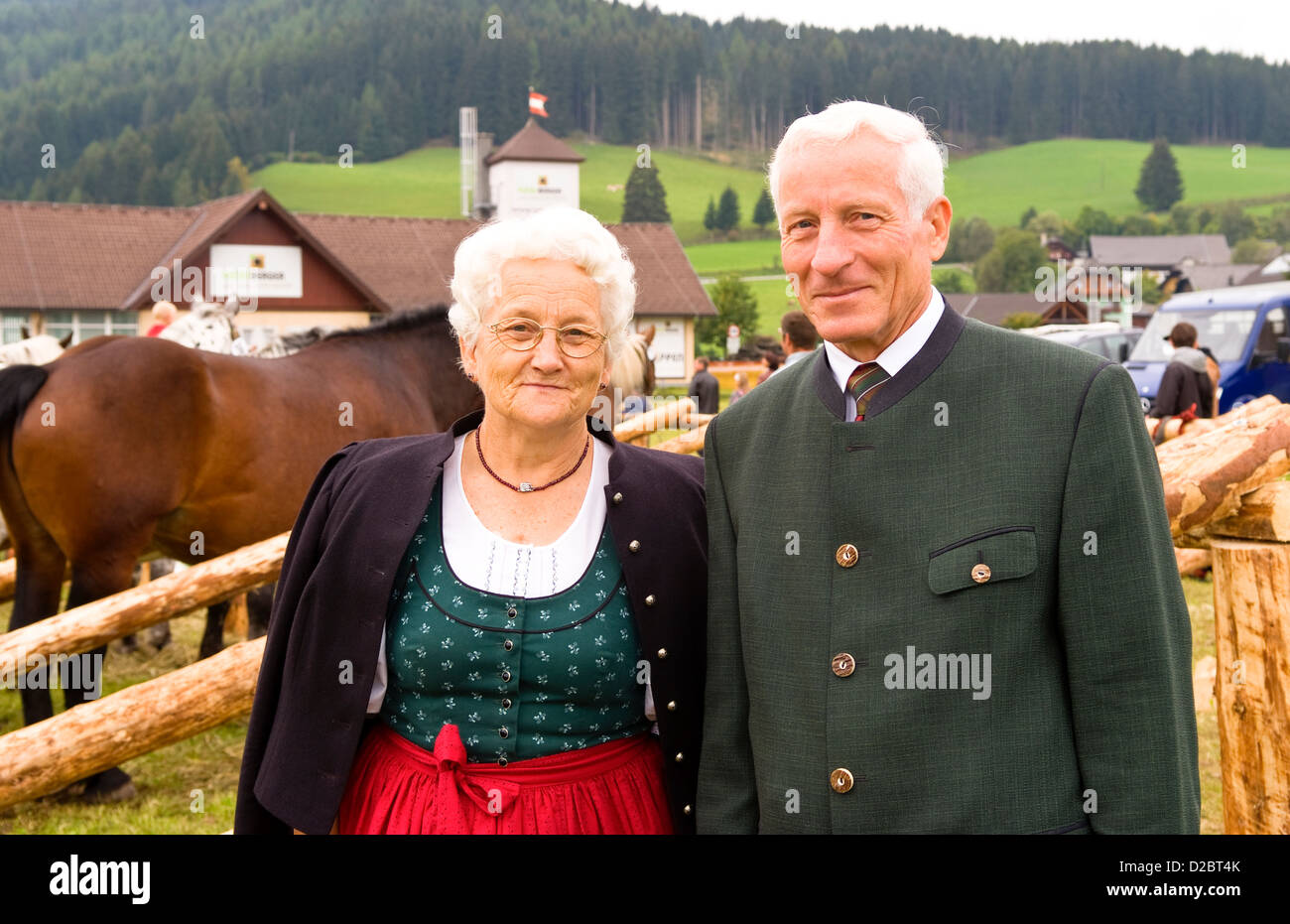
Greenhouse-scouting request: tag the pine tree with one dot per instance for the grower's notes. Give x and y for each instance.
(727, 210)
(735, 304)
(1160, 184)
(710, 217)
(645, 198)
(764, 211)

::::

**EXERCISE INSTRUCTIONS:** Write out every line above exactly, minus images.

**EXERCISE ANSWER:**
Greenhouse-scouting request: tag the pine tree with one dot per instance for the grower's notes. Give x and y for each instance.
(727, 210)
(735, 304)
(1160, 184)
(710, 217)
(645, 198)
(764, 211)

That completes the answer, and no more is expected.